EXERCISE INSTRUCTIONS -
Please repeat the records word for word and skip the pictures.

RECORDS TO PROCESS -
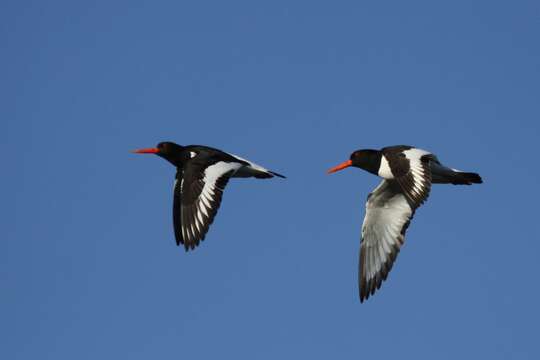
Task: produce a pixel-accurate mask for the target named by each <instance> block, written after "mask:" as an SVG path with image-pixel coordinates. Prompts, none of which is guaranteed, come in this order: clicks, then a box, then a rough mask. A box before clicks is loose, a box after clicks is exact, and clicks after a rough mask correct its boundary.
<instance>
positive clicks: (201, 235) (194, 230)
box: [182, 161, 242, 242]
mask: <svg viewBox="0 0 540 360" xmlns="http://www.w3.org/2000/svg"><path fill="white" fill-rule="evenodd" d="M241 166H242V165H241V164H239V163H234V162H231V163H229V162H224V161H220V162H217V163H215V164H213V165H210V166H208V167H207V168H206V169H205V170H204V177H203V178H202V180H199V181H202V183H203V184H204V185H203V188H202V190H201V193H200V194H199V197H198V198H197V200H196V202H195V208H194V210H195V211H193V215H192V216H191V217H189V221H185V222H182V234H183V236H184V238H185V239H190V242H194V241H197V242H198V241H199V240H200V239H198V238H199V237H201V236H204V234H203V229H205V228H207V227H208V222H209V221H211V219H210V218H211V216H212V213H213V212H214V214H215V210H216V209H213V208H215V207H217V206H219V201H217V199H216V195H217V192H218V191H219V192H220V194H221V192H222V191H223V189H221V188H219V187H218V185H217V182H218V180H219V179H220V178H221V177H222V176H224V175H225V174H227V173H229V172H231V171H234V172H236V171H238V169H239V168H240V167H241ZM186 235H187V236H186Z"/></svg>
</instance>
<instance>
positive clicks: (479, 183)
mask: <svg viewBox="0 0 540 360" xmlns="http://www.w3.org/2000/svg"><path fill="white" fill-rule="evenodd" d="M482 182H483V181H482V178H481V177H480V175H478V174H477V173H467V172H454V174H453V176H452V179H451V183H452V184H454V185H472V184H481V183H482Z"/></svg>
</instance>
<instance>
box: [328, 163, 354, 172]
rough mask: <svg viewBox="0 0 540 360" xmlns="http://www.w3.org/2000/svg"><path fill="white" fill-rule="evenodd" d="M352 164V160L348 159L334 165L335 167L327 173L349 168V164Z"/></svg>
mask: <svg viewBox="0 0 540 360" xmlns="http://www.w3.org/2000/svg"><path fill="white" fill-rule="evenodd" d="M351 165H352V161H351V160H347V161H345V162H342V163H341V164H339V165H338V166H334V167H333V168H331V169H330V170H328V171H327V174H332V173H335V172H336V171H339V170H343V169H345V168H348V167H349V166H351Z"/></svg>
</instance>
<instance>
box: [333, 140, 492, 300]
mask: <svg viewBox="0 0 540 360" xmlns="http://www.w3.org/2000/svg"><path fill="white" fill-rule="evenodd" d="M349 166H354V167H358V168H361V169H364V170H366V171H367V172H370V173H372V174H375V175H378V176H380V177H381V178H383V180H382V182H381V183H380V184H379V185H378V186H377V187H376V188H375V190H373V191H372V192H371V193H370V194H369V195H368V197H367V202H366V215H365V217H364V223H363V224H362V240H361V243H360V261H359V291H360V302H363V301H364V300H367V299H368V298H369V296H370V295H373V294H374V293H375V291H376V290H377V289H379V288H380V287H381V284H382V282H383V281H384V280H386V277H387V276H388V273H389V272H390V270H391V269H392V265H393V263H394V261H395V259H396V257H397V255H398V253H399V250H400V247H401V245H403V242H404V240H405V231H406V230H407V227H408V226H409V223H410V221H411V219H412V217H413V216H414V212H415V211H416V209H417V208H418V207H419V206H420V205H422V204H423V203H424V201H426V199H427V197H428V196H429V191H430V189H431V184H454V185H471V184H481V183H482V178H481V177H480V175H478V174H476V173H470V172H463V171H459V170H456V169H451V168H448V167H446V166H444V165H442V164H441V162H440V161H439V160H438V159H437V157H436V156H435V155H433V154H432V153H430V152H429V151H425V150H421V149H417V148H414V147H412V146H407V145H398V146H390V147H385V148H383V149H381V150H371V149H366V150H357V151H355V152H353V153H352V154H351V157H350V159H349V160H347V161H345V162H344V163H342V164H339V165H337V166H335V167H333V168H332V169H330V170H328V173H329V174H330V173H334V172H336V171H339V170H342V169H345V168H347V167H349Z"/></svg>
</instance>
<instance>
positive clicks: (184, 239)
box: [133, 142, 285, 251]
mask: <svg viewBox="0 0 540 360" xmlns="http://www.w3.org/2000/svg"><path fill="white" fill-rule="evenodd" d="M133 152H134V153H137V154H156V155H158V156H160V157H162V158H164V159H165V160H167V161H168V162H170V163H171V164H173V165H174V166H175V167H176V180H175V182H174V197H173V224H174V235H175V237H176V244H177V245H180V244H183V245H184V248H185V249H186V251H188V250H189V249H191V250H193V249H194V248H195V247H196V246H198V245H199V243H200V242H201V241H202V240H204V237H205V236H206V233H207V232H208V228H209V227H210V224H211V223H212V221H214V217H215V216H216V213H217V210H218V208H219V205H220V204H221V197H222V195H223V190H224V189H225V186H226V185H227V182H228V181H229V179H230V178H231V177H255V178H258V179H267V178H272V177H274V176H278V177H281V178H285V176H283V175H280V174H278V173H275V172H273V171H270V170H267V169H265V168H263V167H262V166H259V165H257V164H254V163H252V162H251V161H249V160H246V159H243V158H241V157H239V156H236V155H233V154H228V153H226V152H224V151H221V150H218V149H214V148H211V147H208V146H201V145H189V146H181V145H178V144H175V143H173V142H161V143H159V144H158V145H157V147H155V148H148V149H139V150H134V151H133Z"/></svg>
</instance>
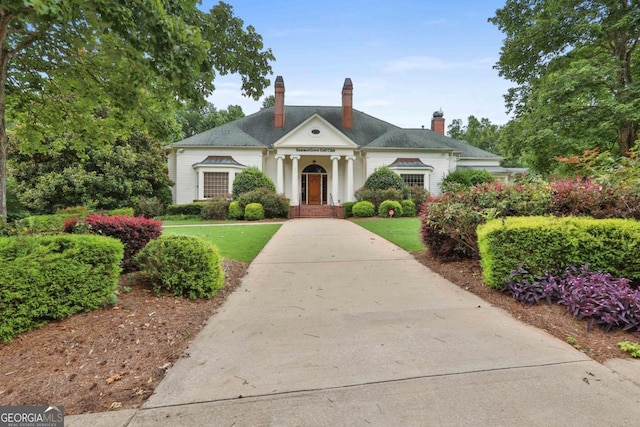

EXERCISE RESULT -
Task: produce a pixel-accurate mask for the target named by each <instance> block, written after "mask:" as an SVG path with image-pixel coordinates. Prompts, none of which is guaranteed, come in this order: clicks, then a box, then a rough mask. A box before clicks is loose, a box after clicks is exact, and clicks after a rough mask correct its boundary.
<instance>
positive clicks: (201, 235) (194, 230)
box: [182, 161, 242, 242]
mask: <svg viewBox="0 0 540 360" xmlns="http://www.w3.org/2000/svg"><path fill="white" fill-rule="evenodd" d="M241 166H242V165H241V164H239V163H234V162H231V163H229V162H224V161H220V162H217V163H215V164H213V165H210V166H208V167H207V168H206V169H205V170H204V177H203V178H202V180H199V181H202V183H203V184H204V185H203V188H202V190H201V193H200V194H199V197H198V198H197V200H196V202H195V208H194V210H195V211H193V215H192V216H191V217H189V221H185V222H182V234H183V236H184V238H185V239H190V242H194V241H197V242H198V241H199V240H200V239H198V238H199V237H201V236H204V234H203V229H205V228H207V227H208V222H209V221H211V219H210V218H211V216H212V213H213V212H214V214H215V210H216V209H213V208H215V207H217V206H219V201H217V199H216V195H217V192H218V191H219V192H220V194H221V192H222V191H223V189H221V188H219V187H218V185H217V182H218V180H219V179H220V178H221V177H222V176H224V175H225V174H227V173H229V172H231V171H234V172H236V171H238V169H239V168H240V167H241ZM186 235H187V236H186Z"/></svg>
</instance>
<instance>
positive clicks: (479, 183)
mask: <svg viewBox="0 0 540 360" xmlns="http://www.w3.org/2000/svg"><path fill="white" fill-rule="evenodd" d="M482 182H483V181H482V178H481V177H480V175H478V174H477V173H467V172H454V174H453V176H452V179H451V183H452V184H454V185H472V184H481V183H482Z"/></svg>
</instance>
<instance>
box: [328, 163, 354, 172]
rough mask: <svg viewBox="0 0 540 360" xmlns="http://www.w3.org/2000/svg"><path fill="white" fill-rule="evenodd" d="M352 164V160L348 159L334 165L335 167L327 173L349 168V164Z"/></svg>
mask: <svg viewBox="0 0 540 360" xmlns="http://www.w3.org/2000/svg"><path fill="white" fill-rule="evenodd" d="M351 165H352V161H351V160H347V161H345V162H342V163H341V164H339V165H338V166H334V167H333V168H331V169H330V170H328V171H327V174H332V173H335V172H336V171H339V170H343V169H345V168H348V167H349V166H351Z"/></svg>
</instance>
<instance>
box: [333, 140, 492, 300]
mask: <svg viewBox="0 0 540 360" xmlns="http://www.w3.org/2000/svg"><path fill="white" fill-rule="evenodd" d="M349 166H354V167H358V168H361V169H364V170H366V171H367V172H370V173H372V174H375V175H378V176H380V177H381V178H383V180H382V182H381V183H380V184H379V185H378V186H377V187H376V188H375V190H373V191H372V192H371V193H370V194H369V195H368V197H367V202H366V215H365V217H364V223H363V224H362V240H361V243H360V261H359V291H360V302H363V301H364V300H367V299H368V298H369V296H370V295H373V294H374V293H375V291H376V290H377V289H379V288H380V287H381V284H382V282H383V281H384V280H386V277H387V276H388V273H389V272H390V270H391V269H392V265H393V263H394V261H395V259H396V257H397V255H398V253H399V250H400V247H401V245H403V242H404V240H405V231H406V230H407V227H408V226H409V223H410V221H411V219H412V217H413V216H414V212H415V211H416V209H417V208H418V207H419V206H420V205H422V204H423V203H424V201H426V199H427V197H428V196H429V191H430V189H431V184H454V185H471V184H481V183H482V178H481V177H480V175H478V174H476V173H470V172H463V171H459V170H456V169H451V168H448V167H446V166H444V165H442V164H441V162H440V161H439V160H438V159H437V157H436V156H435V155H433V154H432V153H430V152H429V151H425V150H421V149H417V148H414V147H412V146H407V145H398V146H390V147H385V148H383V149H381V150H371V149H366V150H357V151H355V152H353V153H352V154H351V157H350V159H349V160H347V161H345V162H344V163H342V164H339V165H337V166H335V167H333V168H332V169H330V170H328V173H329V174H330V173H334V172H336V171H339V170H342V169H345V168H347V167H349Z"/></svg>
</instance>
<instance>
positive clicks: (184, 239)
box: [133, 142, 285, 251]
mask: <svg viewBox="0 0 540 360" xmlns="http://www.w3.org/2000/svg"><path fill="white" fill-rule="evenodd" d="M133 152H134V153H137V154H156V155H158V156H160V157H162V158H164V159H165V160H167V161H168V162H170V163H171V164H173V165H174V166H175V167H176V180H175V182H174V197H173V224H174V235H175V237H176V244H177V245H180V244H183V245H184V248H185V249H186V251H188V250H189V249H191V250H193V249H194V248H195V247H196V246H198V245H199V243H200V242H201V241H202V240H204V237H205V236H206V233H207V232H208V228H209V227H210V224H211V223H212V221H214V217H215V216H216V213H217V210H218V208H219V205H220V204H221V197H222V195H223V190H224V189H225V186H226V185H227V182H228V181H229V179H230V178H231V177H255V178H258V179H267V178H272V177H274V176H278V177H281V178H285V176H283V175H280V174H278V173H275V172H273V171H270V170H267V169H265V168H263V167H262V166H259V165H257V164H254V163H252V162H251V161H249V160H246V159H243V158H241V157H239V156H236V155H233V154H228V153H226V152H224V151H221V150H218V149H214V148H211V147H208V146H201V145H189V146H181V145H178V144H175V143H173V142H161V143H159V144H158V145H157V147H155V148H148V149H139V150H134V151H133Z"/></svg>
</instance>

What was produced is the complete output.